Testo in esame:
↓
Arrivati in “centro” si va a prendere il caffè: io la lascio seduta all’ombra di un tavolino, poi le servo l’orzo e mi allesso la seconda svapora della giornata senza che Igea (visto che ancora è assente) mi rimproveri perché fumo; lo faccio giusto nel tempo rimasto prima che lei arrivi in macchina così ho già schiacciato il corpo del reato, che è meglio, molto meglio. Igea si unisce al caffè e al minimo cazzeggio che ancora ci concediamo: magari sul tempo, sulle medicine da prendere e a quello che manca per pranzo. In questo lasso di tempo le divagazioni esterne sono “a sorpresa”: si saluta e si scambiano quattro chiacchiere con qualcuno (in genere gli amici del “nostro” ristorante), se ci sono da prendere le sigarette ci si attarda un po’ di più mentre io parlo con Marco (soprattutto di calcio, e nel caso di quanto – per lui – è infame Lotito), o magari lo fa Igea con la signora ucraina del mercato che ha delle camicette “bellissime, che costano niente”, ma dev’essere venerdì. Poi, lenta passeggiata fino al giornalaio poco lontano, per l’immancabile suo Messaggero, che Olga leggerà pagina per pagina (come fa da almeno cinquant’anni) senza tralasciare niente; soprattutto i programmi tv, tanto che poi stacca quella pagina e la conserva fino al giorno dopo, anche se il palinsesto della giornata lo fanno altri ma va bene lo stesso.
Finito l’excursus quotidiano, mia suocera scopre con piacere (!) che Igea ci ha raggiunti in auto e allora ci può riaccompagnare fin su, a casa, che “così non devo camminare in salita, con questa maledetta schiena è meglio…”. Appunto. Da qui in poi, rientrati, comincia l’altra parte della giornata di Olga, quella da vivere (spesso insieme) fino a che resta vivo il giorno: sempre splendidamente uguale e proprio per questo anche del tutto diversa, e sono certo si capisce cosa voglio dire. Ed è bella, bellissima anche quella porzione di vita trascorsa insieme. Ma questa è un’altra storia, che tengo ancora per un po’ sospesa, prima di scriverla e regalarla – anche lei – ai tasti eterni del mio pc.
↑
Dati forniti:
↓
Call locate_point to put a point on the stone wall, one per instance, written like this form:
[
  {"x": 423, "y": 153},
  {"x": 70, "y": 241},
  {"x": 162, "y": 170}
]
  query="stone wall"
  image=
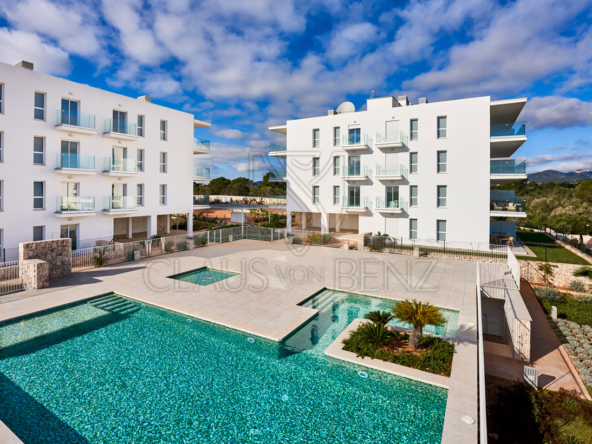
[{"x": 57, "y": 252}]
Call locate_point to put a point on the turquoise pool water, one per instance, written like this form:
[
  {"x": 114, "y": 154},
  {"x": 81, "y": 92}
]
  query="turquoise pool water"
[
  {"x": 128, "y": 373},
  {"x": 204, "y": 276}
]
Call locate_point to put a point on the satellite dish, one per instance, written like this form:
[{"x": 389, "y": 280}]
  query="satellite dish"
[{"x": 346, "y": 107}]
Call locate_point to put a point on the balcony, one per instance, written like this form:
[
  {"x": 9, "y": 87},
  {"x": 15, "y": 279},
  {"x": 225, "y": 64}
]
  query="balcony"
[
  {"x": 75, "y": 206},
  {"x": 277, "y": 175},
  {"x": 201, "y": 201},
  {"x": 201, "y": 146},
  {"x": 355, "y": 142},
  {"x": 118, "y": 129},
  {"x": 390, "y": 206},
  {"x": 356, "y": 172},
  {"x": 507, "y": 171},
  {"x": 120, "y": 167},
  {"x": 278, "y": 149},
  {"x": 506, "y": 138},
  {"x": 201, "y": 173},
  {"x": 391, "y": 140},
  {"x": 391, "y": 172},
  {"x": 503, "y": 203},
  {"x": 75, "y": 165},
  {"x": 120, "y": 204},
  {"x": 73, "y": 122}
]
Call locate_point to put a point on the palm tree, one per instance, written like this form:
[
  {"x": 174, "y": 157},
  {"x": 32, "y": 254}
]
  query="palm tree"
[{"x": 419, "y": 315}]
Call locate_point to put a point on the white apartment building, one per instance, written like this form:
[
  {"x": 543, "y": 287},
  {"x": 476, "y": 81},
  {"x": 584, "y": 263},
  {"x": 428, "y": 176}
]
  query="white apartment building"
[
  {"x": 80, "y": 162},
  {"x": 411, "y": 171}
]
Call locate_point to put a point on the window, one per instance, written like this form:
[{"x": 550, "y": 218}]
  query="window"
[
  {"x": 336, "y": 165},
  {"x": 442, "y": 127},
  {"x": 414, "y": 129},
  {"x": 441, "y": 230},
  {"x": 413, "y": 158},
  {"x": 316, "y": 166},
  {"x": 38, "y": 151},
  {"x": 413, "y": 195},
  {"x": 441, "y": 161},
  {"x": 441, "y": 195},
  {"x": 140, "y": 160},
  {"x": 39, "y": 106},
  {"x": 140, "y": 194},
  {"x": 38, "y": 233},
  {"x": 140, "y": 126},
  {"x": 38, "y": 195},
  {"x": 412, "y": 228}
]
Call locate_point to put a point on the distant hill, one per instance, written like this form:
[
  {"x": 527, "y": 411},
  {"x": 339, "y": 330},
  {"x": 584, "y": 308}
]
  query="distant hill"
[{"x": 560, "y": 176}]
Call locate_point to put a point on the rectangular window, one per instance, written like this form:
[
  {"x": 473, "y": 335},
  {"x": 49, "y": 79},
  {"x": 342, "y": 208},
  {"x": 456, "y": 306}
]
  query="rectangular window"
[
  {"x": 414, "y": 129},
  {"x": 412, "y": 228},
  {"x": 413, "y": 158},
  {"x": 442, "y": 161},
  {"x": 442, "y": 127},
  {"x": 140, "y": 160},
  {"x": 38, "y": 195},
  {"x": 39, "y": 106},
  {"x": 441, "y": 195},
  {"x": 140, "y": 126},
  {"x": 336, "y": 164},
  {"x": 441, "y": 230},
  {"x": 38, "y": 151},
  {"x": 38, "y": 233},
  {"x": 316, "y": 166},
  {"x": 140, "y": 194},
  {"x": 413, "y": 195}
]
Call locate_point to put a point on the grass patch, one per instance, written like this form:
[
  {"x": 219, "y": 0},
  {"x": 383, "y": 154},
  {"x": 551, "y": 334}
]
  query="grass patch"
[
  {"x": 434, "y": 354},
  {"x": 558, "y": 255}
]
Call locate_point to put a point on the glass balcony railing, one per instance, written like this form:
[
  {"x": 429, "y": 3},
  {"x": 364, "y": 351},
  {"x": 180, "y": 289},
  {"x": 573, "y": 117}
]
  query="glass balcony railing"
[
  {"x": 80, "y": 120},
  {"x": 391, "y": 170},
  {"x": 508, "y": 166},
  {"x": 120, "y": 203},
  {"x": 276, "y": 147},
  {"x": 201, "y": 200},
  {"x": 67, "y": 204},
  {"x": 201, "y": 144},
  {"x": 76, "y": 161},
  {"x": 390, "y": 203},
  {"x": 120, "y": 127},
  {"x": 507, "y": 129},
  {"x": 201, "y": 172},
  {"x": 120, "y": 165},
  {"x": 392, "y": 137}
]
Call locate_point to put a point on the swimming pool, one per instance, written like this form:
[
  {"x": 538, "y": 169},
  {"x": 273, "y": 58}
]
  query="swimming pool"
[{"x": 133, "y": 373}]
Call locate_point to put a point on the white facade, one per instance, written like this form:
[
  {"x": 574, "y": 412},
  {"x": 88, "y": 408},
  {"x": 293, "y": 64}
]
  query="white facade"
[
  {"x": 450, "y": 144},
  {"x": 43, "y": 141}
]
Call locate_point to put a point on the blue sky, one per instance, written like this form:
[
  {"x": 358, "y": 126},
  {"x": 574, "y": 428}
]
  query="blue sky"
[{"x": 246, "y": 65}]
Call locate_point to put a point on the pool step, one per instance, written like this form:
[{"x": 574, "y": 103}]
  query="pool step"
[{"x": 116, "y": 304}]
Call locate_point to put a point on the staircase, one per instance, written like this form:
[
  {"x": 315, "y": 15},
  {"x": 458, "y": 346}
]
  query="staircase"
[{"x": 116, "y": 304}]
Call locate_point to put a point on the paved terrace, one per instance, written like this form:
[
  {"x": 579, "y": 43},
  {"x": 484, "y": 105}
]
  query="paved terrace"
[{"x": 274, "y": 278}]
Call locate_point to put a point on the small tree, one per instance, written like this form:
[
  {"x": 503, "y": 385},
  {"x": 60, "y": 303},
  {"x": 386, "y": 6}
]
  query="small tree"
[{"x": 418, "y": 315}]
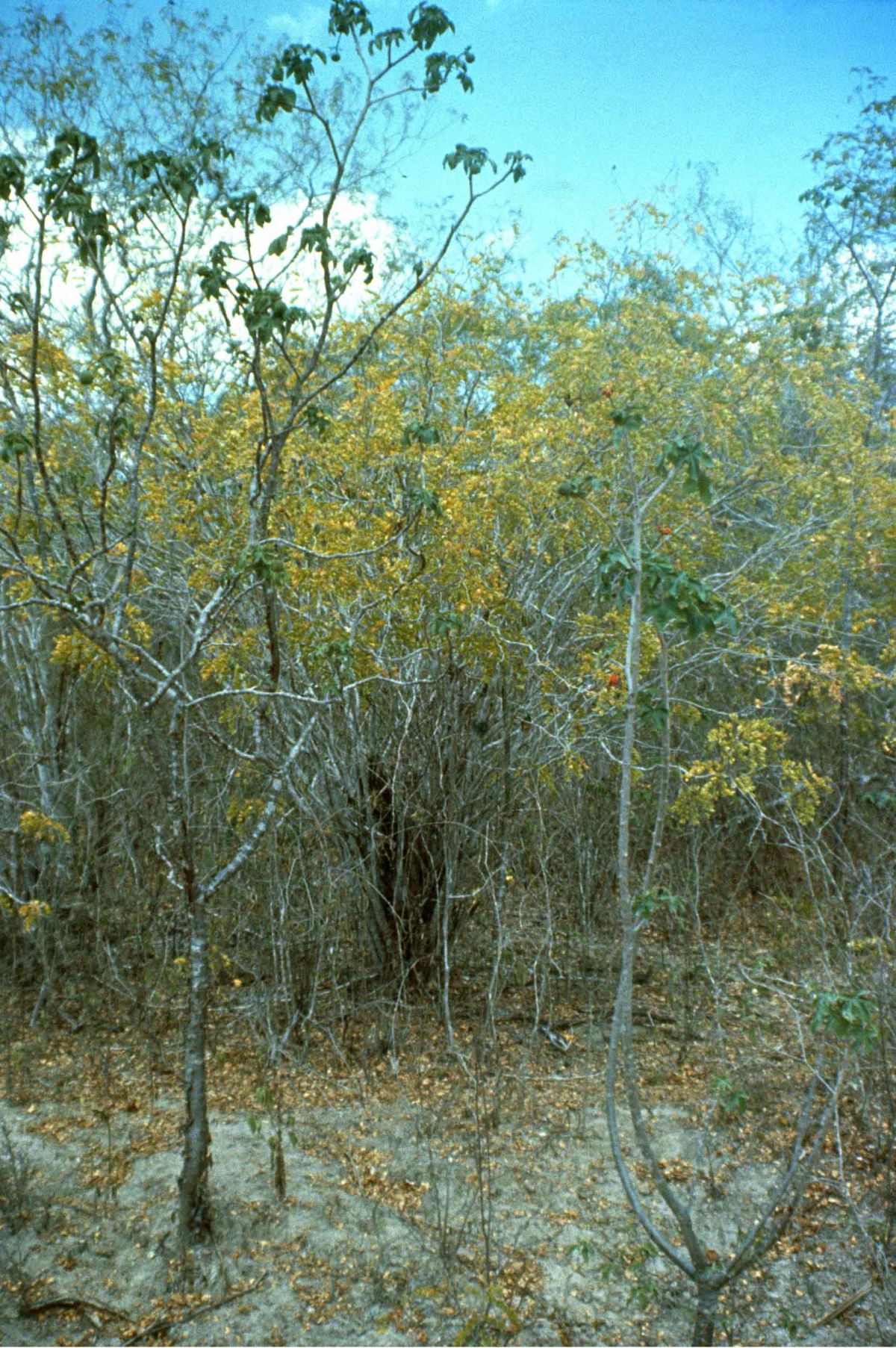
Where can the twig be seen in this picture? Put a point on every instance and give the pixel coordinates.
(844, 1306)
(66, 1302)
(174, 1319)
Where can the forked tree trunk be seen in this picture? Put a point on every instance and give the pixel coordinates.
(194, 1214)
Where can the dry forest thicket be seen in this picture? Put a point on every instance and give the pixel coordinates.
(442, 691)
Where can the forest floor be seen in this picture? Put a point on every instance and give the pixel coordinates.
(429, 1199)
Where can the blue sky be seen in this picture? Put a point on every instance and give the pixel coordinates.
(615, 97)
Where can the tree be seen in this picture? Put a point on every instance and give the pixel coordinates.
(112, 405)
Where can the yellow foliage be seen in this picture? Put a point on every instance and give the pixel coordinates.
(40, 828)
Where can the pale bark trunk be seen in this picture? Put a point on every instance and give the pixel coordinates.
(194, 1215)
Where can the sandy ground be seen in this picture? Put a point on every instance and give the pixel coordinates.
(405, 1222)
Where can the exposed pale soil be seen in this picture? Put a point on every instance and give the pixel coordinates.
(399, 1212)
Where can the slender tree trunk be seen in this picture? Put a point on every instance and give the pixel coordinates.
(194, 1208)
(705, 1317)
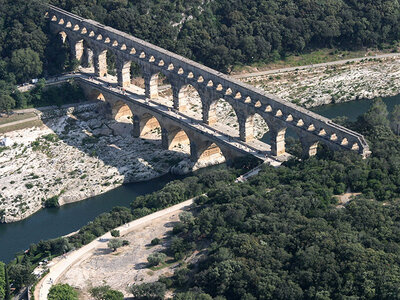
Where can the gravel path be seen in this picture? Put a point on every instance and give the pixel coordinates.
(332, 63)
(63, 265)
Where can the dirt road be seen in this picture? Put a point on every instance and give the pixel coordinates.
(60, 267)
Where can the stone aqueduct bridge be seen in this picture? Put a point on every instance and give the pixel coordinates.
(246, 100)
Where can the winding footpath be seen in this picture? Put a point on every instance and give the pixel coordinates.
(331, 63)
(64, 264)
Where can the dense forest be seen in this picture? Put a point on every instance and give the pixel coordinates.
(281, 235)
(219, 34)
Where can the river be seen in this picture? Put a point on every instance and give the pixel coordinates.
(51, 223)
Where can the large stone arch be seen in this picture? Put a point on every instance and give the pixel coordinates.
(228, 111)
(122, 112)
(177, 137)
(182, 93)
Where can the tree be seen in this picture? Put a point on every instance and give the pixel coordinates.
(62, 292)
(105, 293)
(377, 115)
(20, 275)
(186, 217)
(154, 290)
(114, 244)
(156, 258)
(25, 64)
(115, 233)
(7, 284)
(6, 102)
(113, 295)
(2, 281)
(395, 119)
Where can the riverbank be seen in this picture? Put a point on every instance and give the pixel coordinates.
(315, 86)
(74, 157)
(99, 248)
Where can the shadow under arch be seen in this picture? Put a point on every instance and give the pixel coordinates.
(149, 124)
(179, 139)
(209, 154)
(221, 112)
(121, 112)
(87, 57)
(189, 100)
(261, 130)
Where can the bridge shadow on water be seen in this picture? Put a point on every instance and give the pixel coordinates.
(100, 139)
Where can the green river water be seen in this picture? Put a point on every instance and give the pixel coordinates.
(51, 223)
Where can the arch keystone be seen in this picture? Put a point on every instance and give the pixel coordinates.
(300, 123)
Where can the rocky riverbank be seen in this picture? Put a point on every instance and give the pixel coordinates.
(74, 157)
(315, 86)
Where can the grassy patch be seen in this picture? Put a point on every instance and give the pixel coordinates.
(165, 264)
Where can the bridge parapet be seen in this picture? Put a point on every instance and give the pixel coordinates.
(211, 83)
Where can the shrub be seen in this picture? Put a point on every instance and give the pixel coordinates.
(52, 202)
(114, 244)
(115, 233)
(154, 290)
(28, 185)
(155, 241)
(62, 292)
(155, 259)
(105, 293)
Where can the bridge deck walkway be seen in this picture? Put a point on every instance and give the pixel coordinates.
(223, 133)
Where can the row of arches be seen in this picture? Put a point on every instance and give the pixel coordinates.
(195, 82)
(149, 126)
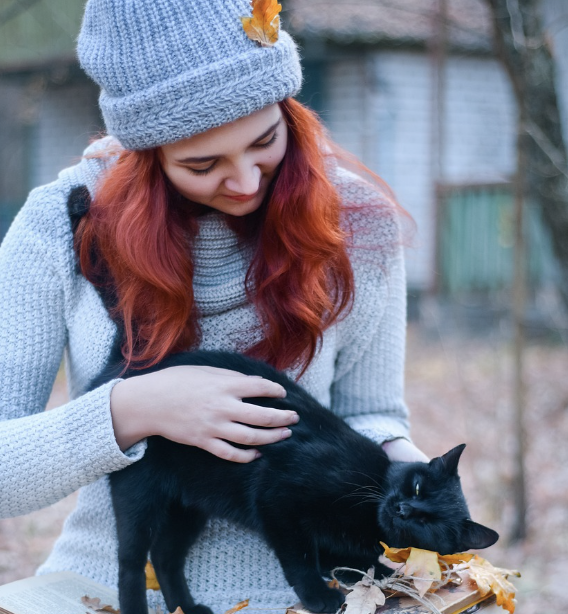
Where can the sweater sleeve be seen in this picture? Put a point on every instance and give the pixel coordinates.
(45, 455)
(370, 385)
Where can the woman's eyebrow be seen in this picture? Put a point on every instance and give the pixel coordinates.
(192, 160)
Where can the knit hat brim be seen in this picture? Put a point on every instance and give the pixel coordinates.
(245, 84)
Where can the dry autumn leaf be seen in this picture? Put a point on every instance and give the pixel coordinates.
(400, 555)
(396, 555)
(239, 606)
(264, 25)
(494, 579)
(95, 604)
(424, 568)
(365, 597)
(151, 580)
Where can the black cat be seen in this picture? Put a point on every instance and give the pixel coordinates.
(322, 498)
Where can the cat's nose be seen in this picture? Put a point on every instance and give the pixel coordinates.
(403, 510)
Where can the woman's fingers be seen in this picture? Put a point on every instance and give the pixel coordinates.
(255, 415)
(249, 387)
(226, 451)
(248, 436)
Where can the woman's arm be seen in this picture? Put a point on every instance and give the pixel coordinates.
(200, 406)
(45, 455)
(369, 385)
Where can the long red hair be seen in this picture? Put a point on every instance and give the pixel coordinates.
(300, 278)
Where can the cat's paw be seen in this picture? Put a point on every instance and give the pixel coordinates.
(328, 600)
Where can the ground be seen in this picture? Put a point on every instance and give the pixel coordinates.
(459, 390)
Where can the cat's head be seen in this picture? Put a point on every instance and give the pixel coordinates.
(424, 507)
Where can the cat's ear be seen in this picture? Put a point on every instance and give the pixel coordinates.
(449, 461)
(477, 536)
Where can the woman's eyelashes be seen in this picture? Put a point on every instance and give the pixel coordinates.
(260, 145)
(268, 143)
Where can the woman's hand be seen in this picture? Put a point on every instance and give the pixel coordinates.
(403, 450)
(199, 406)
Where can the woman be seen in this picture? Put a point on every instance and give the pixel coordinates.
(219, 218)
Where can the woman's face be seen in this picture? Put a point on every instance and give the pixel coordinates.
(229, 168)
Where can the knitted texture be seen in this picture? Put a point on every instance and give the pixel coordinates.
↑
Nel testo sulla giornata di Olga, riscrivi il passo che parte dalle parole "Finito l’excursus quotidiano, mia" e finisce con "del mio pc.", sostituendo "auto" con "macchina".

Risultato:
Finito l’excursus quotidiano, mia suocera scopre con piacere (!) che Igea ci ha raggiunti in macchina e allora ci può riaccompagnare fin su, a casa, che “così non devo camminare in salita, con questa maledetta schiena è meglio…”. Appunto. Da qui in poi, rientrati, comincia l’altra parte della giornata di Olga, quella da vivere (spesso insieme) fino a che resta vivo il giorno: sempre splendidamente uguale e proprio per questo anche del tutto diversa, e sono certo si capisce cosa voglio dire. Ed è bella, bellissima anche quella porzione di vita trascorsa insieme. Ma questa è un’altra storia, che tengo ancora per un po’ sospesa, prima di scriverla e regalarla – anche lei – ai tasti eterni del mio pc.